§ **AIM**
Put each line of the items below into a Markdown table with two columns, Row for the row number and Line for the line itself, and skip any blank lines. Leave the pictures out of the table.

(Outline records for image regions)

>> start

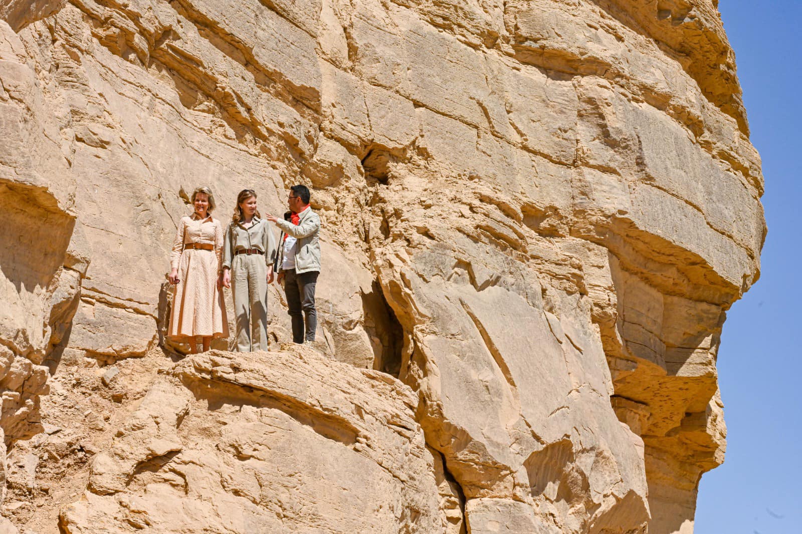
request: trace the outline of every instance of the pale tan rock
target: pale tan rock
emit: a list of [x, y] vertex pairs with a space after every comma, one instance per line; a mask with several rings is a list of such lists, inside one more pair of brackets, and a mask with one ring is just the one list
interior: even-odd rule
[[414, 404], [392, 378], [309, 349], [193, 356], [157, 379], [95, 457], [61, 525], [436, 532], [434, 467]]
[[[55, 534], [68, 503], [67, 532], [277, 532], [281, 514], [692, 530], [723, 459], [724, 312], [765, 237], [715, 2], [67, 0], [0, 18], [0, 427], [21, 530]], [[209, 185], [228, 219], [253, 188], [280, 215], [299, 181], [332, 359], [167, 371], [186, 350], [164, 325], [188, 192]], [[271, 287], [274, 348], [284, 304]], [[18, 464], [39, 453], [23, 503]]]

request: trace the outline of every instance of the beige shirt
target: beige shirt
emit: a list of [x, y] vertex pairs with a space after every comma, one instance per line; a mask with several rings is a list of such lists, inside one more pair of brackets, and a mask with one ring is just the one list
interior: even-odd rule
[[186, 243], [207, 243], [214, 245], [214, 253], [217, 256], [217, 269], [221, 269], [223, 253], [223, 225], [209, 215], [204, 220], [196, 213], [181, 217], [176, 229], [176, 238], [172, 241], [170, 253], [171, 269], [178, 269], [178, 262]]
[[253, 224], [245, 228], [241, 222], [229, 223], [225, 229], [223, 245], [222, 267], [231, 269], [234, 252], [244, 249], [257, 249], [265, 253], [265, 263], [273, 268], [276, 259], [276, 237], [273, 235], [273, 225], [254, 216]]

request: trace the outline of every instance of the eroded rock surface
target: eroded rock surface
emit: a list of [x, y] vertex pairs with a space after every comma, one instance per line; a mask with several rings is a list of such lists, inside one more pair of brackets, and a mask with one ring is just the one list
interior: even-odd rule
[[309, 349], [188, 358], [62, 512], [67, 532], [442, 529], [415, 397]]
[[[0, 2], [4, 520], [691, 532], [765, 236], [716, 9]], [[188, 192], [298, 181], [318, 346], [173, 366]]]

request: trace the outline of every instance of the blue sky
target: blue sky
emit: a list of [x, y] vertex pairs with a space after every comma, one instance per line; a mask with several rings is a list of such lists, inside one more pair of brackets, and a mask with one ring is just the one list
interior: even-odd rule
[[802, 532], [802, 2], [719, 5], [763, 158], [761, 278], [727, 314], [719, 350], [727, 449], [699, 486], [695, 534]]

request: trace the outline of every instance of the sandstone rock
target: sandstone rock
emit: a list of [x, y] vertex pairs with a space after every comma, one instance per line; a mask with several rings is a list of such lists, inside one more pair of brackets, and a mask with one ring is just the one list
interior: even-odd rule
[[[765, 237], [716, 6], [0, 2], [0, 428], [43, 455], [9, 518], [689, 532]], [[171, 366], [187, 192], [299, 181], [330, 358], [277, 350], [273, 286], [272, 352]]]
[[[213, 351], [160, 378], [92, 462], [67, 532], [431, 532], [431, 455], [399, 382], [307, 348]], [[212, 503], [209, 505], [209, 503]]]

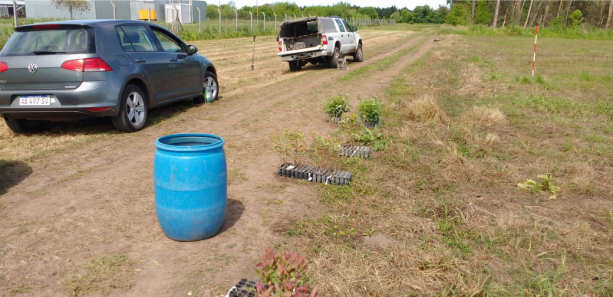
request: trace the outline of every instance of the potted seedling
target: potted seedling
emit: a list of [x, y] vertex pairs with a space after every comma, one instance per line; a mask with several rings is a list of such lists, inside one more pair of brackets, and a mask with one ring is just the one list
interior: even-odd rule
[[332, 96], [329, 101], [324, 102], [324, 112], [328, 115], [329, 122], [340, 123], [343, 113], [349, 112], [351, 109], [348, 99], [348, 95], [340, 93]]
[[308, 283], [306, 259], [297, 253], [275, 253], [266, 249], [262, 261], [256, 265], [256, 272], [258, 297], [317, 296], [317, 288], [311, 289]]
[[360, 118], [367, 128], [373, 128], [379, 125], [379, 119], [382, 111], [381, 102], [375, 98], [362, 101], [360, 103]]

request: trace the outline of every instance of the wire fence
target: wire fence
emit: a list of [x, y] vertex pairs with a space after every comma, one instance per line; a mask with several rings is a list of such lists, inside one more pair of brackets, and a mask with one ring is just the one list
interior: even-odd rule
[[[163, 22], [156, 23], [165, 26], [179, 35], [182, 39], [192, 41], [199, 39], [248, 37], [252, 35], [276, 35], [279, 32], [281, 23], [301, 17], [310, 16], [262, 14], [258, 18], [256, 18], [255, 15], [244, 18], [237, 15], [234, 18], [220, 17], [218, 19], [213, 19], [209, 17], [204, 21], [181, 24], [180, 26]], [[393, 20], [371, 18], [346, 18], [346, 20], [350, 26], [356, 26], [358, 28], [393, 25], [396, 23]]]

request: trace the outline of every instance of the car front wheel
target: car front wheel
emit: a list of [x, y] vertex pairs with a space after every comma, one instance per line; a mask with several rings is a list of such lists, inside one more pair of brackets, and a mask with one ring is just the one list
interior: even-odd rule
[[121, 132], [135, 132], [147, 122], [147, 98], [135, 85], [128, 85], [121, 96], [119, 116], [112, 118], [113, 126]]
[[211, 71], [207, 71], [204, 74], [204, 81], [202, 83], [202, 95], [195, 97], [194, 102], [197, 104], [211, 103], [217, 100], [219, 96], [219, 84], [217, 83], [217, 76]]

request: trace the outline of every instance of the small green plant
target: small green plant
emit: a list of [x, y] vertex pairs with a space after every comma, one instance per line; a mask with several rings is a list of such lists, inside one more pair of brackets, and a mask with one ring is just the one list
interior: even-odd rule
[[317, 296], [317, 288], [311, 290], [308, 284], [306, 259], [297, 253], [266, 249], [256, 273], [258, 297]]
[[560, 191], [560, 187], [551, 182], [551, 174], [540, 174], [537, 177], [540, 179], [540, 181], [537, 182], [531, 179], [526, 179], [525, 182], [518, 183], [517, 186], [534, 193], [548, 192], [551, 193], [549, 199], [556, 199], [558, 192]]
[[355, 141], [362, 142], [366, 145], [372, 145], [375, 151], [383, 151], [387, 148], [387, 139], [383, 137], [383, 133], [379, 132], [379, 129], [364, 128], [362, 133], [356, 133], [353, 135]]
[[378, 124], [382, 110], [381, 102], [374, 97], [360, 103], [360, 117], [364, 122]]
[[324, 102], [324, 112], [332, 118], [340, 118], [343, 113], [349, 112], [351, 106], [348, 102], [349, 96], [340, 93]]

>> end

§ **SOLVED PROBLEM**
| Row | Line |
|---|---|
| 1 | request: trace the outline of every instance of the pale tan rock |
| 2 | target: pale tan rock |
| 3 | emit: a list of [x, y] vertex pairs with a space after every comma, one instance per line; a mask with several rings is a list of such lists, inside one more pair of brackets, and a mask with one ring is just the one list |
| 4 | interior: even-odd rule |
| 5 | [[414, 404], [392, 378], [309, 349], [193, 356], [157, 379], [95, 457], [61, 525], [436, 532], [434, 467]] |
| 6 | [[[55, 534], [68, 503], [67, 532], [277, 532], [281, 514], [692, 530], [723, 459], [724, 312], [765, 237], [715, 2], [67, 0], [0, 18], [0, 427], [21, 530]], [[209, 185], [228, 219], [253, 188], [280, 215], [299, 181], [332, 359], [167, 371], [186, 350], [164, 325], [188, 192]], [[271, 287], [274, 348], [284, 304]], [[18, 464], [39, 453], [23, 503]]] |
| 7 | request: trace the outline of every instance of the beige shirt |
| 8 | target: beige shirt |
| 9 | emit: a list of [x, y] vertex pairs with a space after every comma, one instance per line; a mask with several rings is a list of such lists, inside one more pair of brackets, and a mask with one ring is just the one list |
| 10 | interior: even-odd rule |
| 11 | [[186, 243], [207, 243], [214, 245], [214, 253], [217, 256], [217, 269], [221, 269], [223, 253], [223, 225], [209, 215], [204, 220], [196, 213], [181, 217], [176, 229], [176, 238], [172, 241], [170, 253], [171, 269], [178, 269], [178, 262]] |
| 12 | [[253, 224], [245, 228], [241, 222], [229, 223], [225, 229], [223, 245], [222, 267], [231, 269], [234, 252], [244, 249], [257, 249], [265, 253], [265, 263], [273, 268], [276, 259], [276, 237], [273, 235], [273, 225], [254, 216]] |
| 13 | request: trace the outline of every instance of the eroded rock surface |
| 14 | target: eroded rock surface |
| 15 | emit: a list of [x, y] vertex pairs with a space after every comma, one instance per line; a mask with several rings is a list of such lists, inside one more pair of brackets, and a mask with one ring is just the one list |
| 16 | interior: even-odd rule |
| 17 | [[309, 349], [188, 358], [62, 512], [67, 532], [442, 529], [415, 397]] |
| 18 | [[[0, 2], [4, 520], [691, 532], [765, 236], [716, 9]], [[188, 192], [298, 181], [318, 346], [173, 366]]] |
| 19 | request: trace the outline of every instance of the blue sky |
| 20 | target: blue sky |
| 21 | emit: a list of [x, y] vertex pairs with a space after every comma, one instance per line; a mask with several rings is a list of such lists, inside one more pair of brackets, and a mask with one ring is just the one list |
| 22 | interior: even-odd rule |
| 23 | [[802, 532], [802, 2], [719, 5], [763, 158], [761, 278], [727, 314], [719, 350], [727, 449], [699, 486], [695, 534]] |
| 24 | request: trace the outline of every instance of the sandstone rock |
| 25 | target: sandstone rock |
| 26 | emit: a list of [x, y] vertex pairs with a space after every comma, one instance per line; a mask with several rings is a list of such lists, inside one more pair of brackets, and a mask with one ring is just the one list |
| 27 | interior: even-odd rule |
| 28 | [[[765, 237], [716, 6], [0, 2], [0, 428], [43, 455], [9, 518], [689, 532]], [[171, 366], [187, 192], [299, 181], [330, 358], [277, 350], [273, 286], [272, 352]]] |
| 29 | [[[213, 351], [160, 378], [92, 462], [67, 532], [431, 532], [431, 455], [399, 382], [307, 348]], [[212, 503], [209, 505], [209, 503]]] |
| 30 | request: trace the outline of every instance of the potted seedling |
| 31 | target: potted seedling |
| 32 | emit: a list of [x, y] vertex pairs with a space after every comma, one instance per line; a mask with several rings is a list of such lists, inside one more pair of brackets, and a mask with one ring is just the one list |
| 33 | interior: even-odd rule |
| 34 | [[332, 96], [329, 101], [324, 102], [324, 112], [328, 115], [329, 122], [340, 123], [343, 113], [349, 112], [351, 109], [348, 99], [348, 95], [340, 93]] |
| 35 | [[308, 283], [306, 259], [297, 253], [275, 253], [266, 249], [262, 261], [256, 265], [256, 272], [258, 297], [317, 296], [317, 288], [311, 289]] |
| 36 | [[360, 118], [367, 128], [373, 128], [379, 125], [379, 119], [382, 111], [381, 102], [375, 98], [362, 101], [360, 103]] |
| 37 | request: trace the outline of every instance of the wire fence |
| 38 | target: wire fence |
| 39 | emit: a list of [x, y] vertex pairs with a space after every comma, one instance per line; a mask with several rings is a list of such lists, inside one more pair of brackets, and a mask with one ring is just the one list |
| 40 | interior: even-odd rule |
| 41 | [[[163, 22], [156, 23], [165, 26], [179, 35], [182, 39], [192, 41], [199, 39], [248, 37], [252, 35], [276, 35], [279, 32], [281, 23], [301, 17], [310, 16], [262, 14], [258, 18], [256, 18], [255, 15], [244, 18], [237, 15], [234, 18], [220, 17], [218, 19], [213, 19], [209, 17], [204, 21], [181, 24], [180, 26]], [[393, 20], [371, 18], [346, 18], [346, 20], [350, 26], [356, 26], [358, 28], [393, 25], [396, 23]]] |
| 42 | request: trace the outline of every instance of the car front wheel |
| 43 | target: car front wheel |
| 44 | emit: a list of [x, y] vertex pairs with a space after every comma, one instance per line; a mask with several rings is a list of such lists, inside one more pair of brackets, and a mask with one ring is just the one list |
| 45 | interior: even-odd rule |
| 46 | [[121, 132], [135, 132], [147, 122], [147, 98], [135, 85], [128, 85], [121, 96], [119, 116], [112, 118], [113, 126]] |
| 47 | [[211, 71], [207, 71], [204, 74], [204, 81], [202, 83], [202, 95], [195, 97], [194, 102], [197, 104], [211, 103], [217, 100], [219, 96], [219, 84], [217, 83], [217, 76]] |
| 48 | request: trace the outline of every instance of the small green plant |
| 49 | target: small green plant |
| 50 | emit: a list of [x, y] vertex pairs with a space after every comma, one instance per line; a mask with several rings is a list of such lists, inside one more pair of brackets, and a mask with one ring is just the one list |
| 51 | interior: even-odd rule |
| 52 | [[317, 296], [317, 288], [311, 290], [308, 284], [306, 259], [297, 253], [266, 249], [256, 273], [258, 297]] |
| 53 | [[560, 191], [560, 187], [551, 182], [551, 174], [540, 174], [537, 177], [540, 179], [540, 181], [537, 182], [531, 179], [526, 179], [525, 182], [518, 183], [517, 186], [534, 193], [548, 192], [551, 193], [549, 199], [556, 199], [558, 192]] |
| 54 | [[355, 141], [362, 142], [366, 145], [372, 145], [375, 151], [383, 151], [387, 148], [387, 139], [383, 137], [383, 133], [379, 132], [379, 129], [364, 128], [362, 133], [356, 133], [353, 135]] |
| 55 | [[378, 124], [382, 110], [381, 102], [374, 97], [360, 103], [360, 117], [364, 122]] |
| 56 | [[324, 102], [324, 112], [332, 118], [340, 118], [343, 113], [349, 112], [351, 106], [348, 102], [349, 96], [340, 93]] |